• _Task instructions_
Convert the stretch of the data from the line containing "Point to the front" through the end of the data into a Markdown table with two columns, "Row" and "Line". Number each line in order and leave out any blank lines.

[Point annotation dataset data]
- - -

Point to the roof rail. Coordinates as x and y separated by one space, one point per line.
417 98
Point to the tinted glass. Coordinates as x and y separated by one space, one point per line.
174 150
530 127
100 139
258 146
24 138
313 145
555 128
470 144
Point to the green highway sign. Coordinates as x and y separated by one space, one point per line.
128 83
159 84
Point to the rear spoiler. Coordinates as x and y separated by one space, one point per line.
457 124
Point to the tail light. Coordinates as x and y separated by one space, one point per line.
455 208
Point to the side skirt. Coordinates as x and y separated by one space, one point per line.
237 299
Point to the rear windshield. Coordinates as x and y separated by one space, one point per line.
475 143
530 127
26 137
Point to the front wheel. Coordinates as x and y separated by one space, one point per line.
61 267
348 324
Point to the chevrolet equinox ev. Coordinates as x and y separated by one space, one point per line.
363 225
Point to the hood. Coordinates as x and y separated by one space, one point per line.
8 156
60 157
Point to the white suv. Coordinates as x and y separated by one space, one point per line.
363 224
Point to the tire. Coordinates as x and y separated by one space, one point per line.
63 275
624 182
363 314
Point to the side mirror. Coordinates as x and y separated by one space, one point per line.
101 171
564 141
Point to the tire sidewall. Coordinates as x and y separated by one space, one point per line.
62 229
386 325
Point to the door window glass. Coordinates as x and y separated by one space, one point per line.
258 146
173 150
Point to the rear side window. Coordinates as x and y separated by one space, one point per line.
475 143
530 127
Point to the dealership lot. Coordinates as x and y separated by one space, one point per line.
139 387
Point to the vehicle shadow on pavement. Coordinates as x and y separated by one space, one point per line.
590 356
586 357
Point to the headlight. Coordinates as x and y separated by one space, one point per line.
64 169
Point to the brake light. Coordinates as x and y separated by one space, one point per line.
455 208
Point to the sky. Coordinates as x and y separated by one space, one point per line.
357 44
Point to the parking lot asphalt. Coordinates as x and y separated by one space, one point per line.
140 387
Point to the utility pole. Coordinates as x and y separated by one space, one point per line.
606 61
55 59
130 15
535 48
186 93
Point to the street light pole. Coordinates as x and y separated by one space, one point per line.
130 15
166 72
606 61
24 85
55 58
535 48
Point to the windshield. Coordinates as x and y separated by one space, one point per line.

- - -

• _Solved problem_
| Row | Line |
|---|---|
| 1 | Point to the front wheel. Coordinates as x and y separated by one space, one point per line. |
| 2 | 61 267 |
| 3 | 348 324 |
| 4 | Point to the chevrolet equinox ev. Coordinates as x and y separated by one space, one point per line. |
| 5 | 363 225 |
| 6 | Point to the hood. Coordinates as x and y separated by one space, one point per line. |
| 7 | 8 156 |
| 8 | 60 157 |
| 9 | Point to the white suv. Coordinates as x and y separated by one space, one point per line. |
| 10 | 363 224 |
| 11 | Point to the tire. Coordinates as x and y separated by one space, one point per line. |
| 12 | 63 275 |
| 13 | 624 182 |
| 14 | 363 314 |
| 15 | Point to the side mirror. Coordinates as x and y separated by one space, one point per line. |
| 16 | 101 171 |
| 17 | 564 141 |
| 18 | Point to the tire sidewall. Coordinates as x and y separated by one space, one point per line. |
| 19 | 62 229 |
| 20 | 386 325 |
| 21 | Point to the door window glass. Coordinates as x and y separated by one space, one point per line. |
| 22 | 258 146 |
| 23 | 173 150 |
| 24 | Point to the rear side window. Coordinates as x and y separated by one space, one point per line. |
| 25 | 475 143 |
| 26 | 530 127 |
| 27 | Point to the dealership lot. Coordinates as x and y separated by one space, one point per line. |
| 28 | 139 387 |
| 29 | Point to the vehicle shadow on pavement. Coordinates as x and y separated by one space, one point per line. |
| 30 | 590 356 |
| 31 | 586 357 |
| 32 | Point to the headlight. Coordinates as x and y separated by one space, one point per line. |
| 33 | 64 169 |
| 34 | Point to the brake light. Coordinates as x and y separated by one space, one point per line. |
| 35 | 455 208 |
| 36 | Point to the sky. Coordinates as x and y separated by one space, one point per line. |
| 37 | 357 44 |
| 38 | Point to the parking lot asphalt. Coordinates as x and y separated by one space, one point per line. |
| 39 | 140 387 |
| 40 | Point to the utility pole. Coordinates as x and y separated by one space, one point per line. |
| 41 | 606 61 |
| 42 | 55 59 |
| 43 | 130 15 |
| 44 | 535 48 |
| 45 | 186 93 |
| 46 | Point to the street light pole. Coordinates as x and y separated by one space, one point per line. |
| 47 | 130 15 |
| 48 | 166 72 |
| 49 | 606 61 |
| 50 | 24 85 |
| 51 | 55 58 |
| 52 | 535 48 |
| 53 | Point to the windshield. Coordinates as x and y separated by one space, one point per line. |